We all eat from the same feast.
Where do I leave off—where does “the environment” begin? I can see no meaningful, definable point. The term “environment” assumes that I am in some way separate from “that which surrounds” me, but this is a delusion—and that delusion is what I want to destroy.
“The environment” doesn’t really exist as it’s been conceived, so it can’t be destroyed in any physical sense, but when we think in those terms—when we imagine ourselves somehow separate—we live as though we’re separate: We live what we think. And this false sense of separation makes it possible for us to destroy what does exist—the magnificent living world we are inextricably part of. In destroying it, we destroy ourselves.
Moreover, not only is “the environment” a dangerous, destructive delusion, it’s a drab and boring one. It’s no wonder we’ve failed to awaken the people of the world to saving the world—we’ve largely surrendered to the dry, heartless language of the regulation–writer, of the bureaucrat. If the world is saved, I think it will be because a great many of the people who are destroying the world (and please know that not all people are, though it can seem like it when you’re immersed in our culture) fall passionately in love with it.

ENTRIES
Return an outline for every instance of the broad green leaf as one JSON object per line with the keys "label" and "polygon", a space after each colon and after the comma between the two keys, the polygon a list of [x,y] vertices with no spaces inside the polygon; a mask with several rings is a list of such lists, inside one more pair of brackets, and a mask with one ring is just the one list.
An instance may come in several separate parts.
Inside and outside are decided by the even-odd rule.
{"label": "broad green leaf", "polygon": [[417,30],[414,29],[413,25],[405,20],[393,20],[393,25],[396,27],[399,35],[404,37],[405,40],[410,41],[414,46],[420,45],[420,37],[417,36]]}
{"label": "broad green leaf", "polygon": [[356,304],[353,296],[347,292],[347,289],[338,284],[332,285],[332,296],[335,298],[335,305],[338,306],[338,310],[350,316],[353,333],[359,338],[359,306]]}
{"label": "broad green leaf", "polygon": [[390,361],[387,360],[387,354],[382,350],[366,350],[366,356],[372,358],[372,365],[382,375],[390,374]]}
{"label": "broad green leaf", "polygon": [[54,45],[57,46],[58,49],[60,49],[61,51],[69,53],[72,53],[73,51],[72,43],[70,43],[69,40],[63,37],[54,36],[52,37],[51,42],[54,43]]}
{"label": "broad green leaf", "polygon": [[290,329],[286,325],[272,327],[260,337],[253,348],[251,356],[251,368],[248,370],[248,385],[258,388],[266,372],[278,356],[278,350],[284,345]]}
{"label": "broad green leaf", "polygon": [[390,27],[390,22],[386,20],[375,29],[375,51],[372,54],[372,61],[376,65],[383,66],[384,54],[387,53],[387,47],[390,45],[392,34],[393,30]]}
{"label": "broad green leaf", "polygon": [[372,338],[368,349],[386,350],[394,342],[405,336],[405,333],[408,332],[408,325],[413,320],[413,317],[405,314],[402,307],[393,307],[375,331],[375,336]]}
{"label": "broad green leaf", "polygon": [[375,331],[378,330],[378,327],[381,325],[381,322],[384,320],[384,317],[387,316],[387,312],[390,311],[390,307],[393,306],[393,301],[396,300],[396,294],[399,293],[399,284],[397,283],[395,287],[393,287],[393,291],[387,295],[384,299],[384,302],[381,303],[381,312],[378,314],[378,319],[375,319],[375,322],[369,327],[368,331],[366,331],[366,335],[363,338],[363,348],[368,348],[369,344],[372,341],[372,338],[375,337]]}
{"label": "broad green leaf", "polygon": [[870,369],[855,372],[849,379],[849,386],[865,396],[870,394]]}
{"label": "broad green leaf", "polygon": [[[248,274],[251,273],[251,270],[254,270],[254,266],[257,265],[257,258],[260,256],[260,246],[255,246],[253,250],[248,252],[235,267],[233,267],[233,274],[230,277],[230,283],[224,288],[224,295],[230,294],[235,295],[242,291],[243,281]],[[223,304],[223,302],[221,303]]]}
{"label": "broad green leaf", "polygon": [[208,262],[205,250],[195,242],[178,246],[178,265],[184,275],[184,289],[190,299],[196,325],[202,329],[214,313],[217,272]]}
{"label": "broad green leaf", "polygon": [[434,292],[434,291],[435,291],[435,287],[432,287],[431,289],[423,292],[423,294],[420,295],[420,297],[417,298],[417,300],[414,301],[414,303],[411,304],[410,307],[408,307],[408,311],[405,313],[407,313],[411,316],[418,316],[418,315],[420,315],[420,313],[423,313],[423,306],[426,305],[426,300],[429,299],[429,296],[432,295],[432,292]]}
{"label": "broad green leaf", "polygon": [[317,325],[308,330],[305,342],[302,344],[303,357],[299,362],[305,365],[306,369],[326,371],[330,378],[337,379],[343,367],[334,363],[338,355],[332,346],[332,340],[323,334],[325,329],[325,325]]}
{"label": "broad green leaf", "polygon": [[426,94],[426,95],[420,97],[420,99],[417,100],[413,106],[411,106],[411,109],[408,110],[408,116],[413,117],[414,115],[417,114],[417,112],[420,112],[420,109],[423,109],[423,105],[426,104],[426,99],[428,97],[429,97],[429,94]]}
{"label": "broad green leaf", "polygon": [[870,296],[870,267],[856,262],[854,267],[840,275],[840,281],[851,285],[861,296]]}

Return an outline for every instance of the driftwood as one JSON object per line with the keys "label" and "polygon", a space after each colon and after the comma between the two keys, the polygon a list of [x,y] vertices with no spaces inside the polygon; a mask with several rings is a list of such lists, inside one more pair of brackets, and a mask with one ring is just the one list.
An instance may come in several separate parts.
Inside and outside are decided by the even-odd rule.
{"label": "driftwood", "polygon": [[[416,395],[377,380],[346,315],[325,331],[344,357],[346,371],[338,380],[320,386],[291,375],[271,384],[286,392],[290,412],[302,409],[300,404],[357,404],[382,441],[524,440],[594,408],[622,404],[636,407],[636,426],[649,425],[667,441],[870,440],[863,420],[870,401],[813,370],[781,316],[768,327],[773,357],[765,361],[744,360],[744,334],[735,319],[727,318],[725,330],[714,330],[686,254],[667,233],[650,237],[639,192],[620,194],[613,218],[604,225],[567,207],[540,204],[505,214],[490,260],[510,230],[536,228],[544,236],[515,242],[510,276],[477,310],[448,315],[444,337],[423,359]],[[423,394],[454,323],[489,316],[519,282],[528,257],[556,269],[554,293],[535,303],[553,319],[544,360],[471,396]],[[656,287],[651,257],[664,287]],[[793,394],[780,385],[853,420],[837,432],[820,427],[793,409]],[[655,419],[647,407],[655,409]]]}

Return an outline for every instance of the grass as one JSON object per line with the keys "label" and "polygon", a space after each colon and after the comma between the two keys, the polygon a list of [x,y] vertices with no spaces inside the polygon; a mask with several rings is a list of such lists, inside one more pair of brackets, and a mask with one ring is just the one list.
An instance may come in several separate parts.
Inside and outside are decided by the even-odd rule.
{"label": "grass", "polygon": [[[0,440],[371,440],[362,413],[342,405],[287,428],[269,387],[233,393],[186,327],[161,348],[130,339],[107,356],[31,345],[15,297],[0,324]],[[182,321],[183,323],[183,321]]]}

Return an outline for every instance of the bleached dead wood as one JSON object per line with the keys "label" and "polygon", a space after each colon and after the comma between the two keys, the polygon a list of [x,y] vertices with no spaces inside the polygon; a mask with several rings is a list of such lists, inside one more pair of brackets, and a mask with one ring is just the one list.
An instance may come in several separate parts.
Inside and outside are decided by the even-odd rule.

OBJECTIVE
Answer these questions from the text on "the environment":
1. What does the term "environment" assume about the speaker?
2. Whose language does the text say we have largely surrendered to?
3. According to the text, what might lead to the world being saved?
The lines have nothing to do with the text on "the environment."

ANSWER
1. It assumes the speaker is in some way separate from "that which surrounds" them.
2. The dry, heartless language of the regulation-writer, of the bureaucrat.
3. A great many of the people who are destroying the world falling passionately in love with it.